=== SOURCE RECORDS ===

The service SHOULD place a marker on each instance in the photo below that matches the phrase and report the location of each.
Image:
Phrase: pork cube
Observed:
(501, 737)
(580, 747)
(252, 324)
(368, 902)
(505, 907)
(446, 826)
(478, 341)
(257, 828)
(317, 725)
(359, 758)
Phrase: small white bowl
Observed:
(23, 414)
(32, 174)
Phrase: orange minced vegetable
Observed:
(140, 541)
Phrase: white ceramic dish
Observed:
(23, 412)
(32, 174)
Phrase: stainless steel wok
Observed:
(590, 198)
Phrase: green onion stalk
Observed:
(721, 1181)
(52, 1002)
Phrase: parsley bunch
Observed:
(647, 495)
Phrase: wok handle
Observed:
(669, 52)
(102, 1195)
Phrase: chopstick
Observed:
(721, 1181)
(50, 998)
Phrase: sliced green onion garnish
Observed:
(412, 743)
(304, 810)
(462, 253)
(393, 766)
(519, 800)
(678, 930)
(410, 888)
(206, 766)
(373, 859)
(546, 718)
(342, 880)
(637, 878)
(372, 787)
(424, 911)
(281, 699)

===

● WRITTEN REQUEST
Reproduce all of the data above, replacing every occurrence of "Observed" with "Detected" and keeping everything else unchanged.

● TASK OUTPUT
The service SHOULD place a marker on each instance in the photo below that matches the phrase and report the location of each.
Image:
Phrase: pork cube
Detected:
(501, 737)
(580, 747)
(252, 324)
(368, 902)
(505, 907)
(446, 826)
(478, 341)
(257, 828)
(317, 725)
(359, 758)
Phrase: small white bowl
Detected:
(23, 414)
(32, 174)
Phrase: orange minced vegetable
Detected:
(140, 541)
Phrase: white ceramic dish
Detected:
(23, 412)
(32, 174)
Phrase: stainless steel wok
Detected:
(590, 198)
Phrase: green onion stalk
Detected:
(721, 1181)
(52, 1002)
Phrase: parsley bunch
Detected:
(647, 495)
Phrase: wok handle
Detected:
(669, 52)
(102, 1195)
Phrase: chopstick
Detected:
(721, 1181)
(50, 998)
Phrase: sliced green onion garnish
Detected:
(412, 743)
(304, 810)
(462, 253)
(393, 766)
(519, 800)
(678, 930)
(410, 888)
(206, 766)
(373, 859)
(546, 718)
(342, 880)
(637, 878)
(372, 787)
(424, 911)
(281, 699)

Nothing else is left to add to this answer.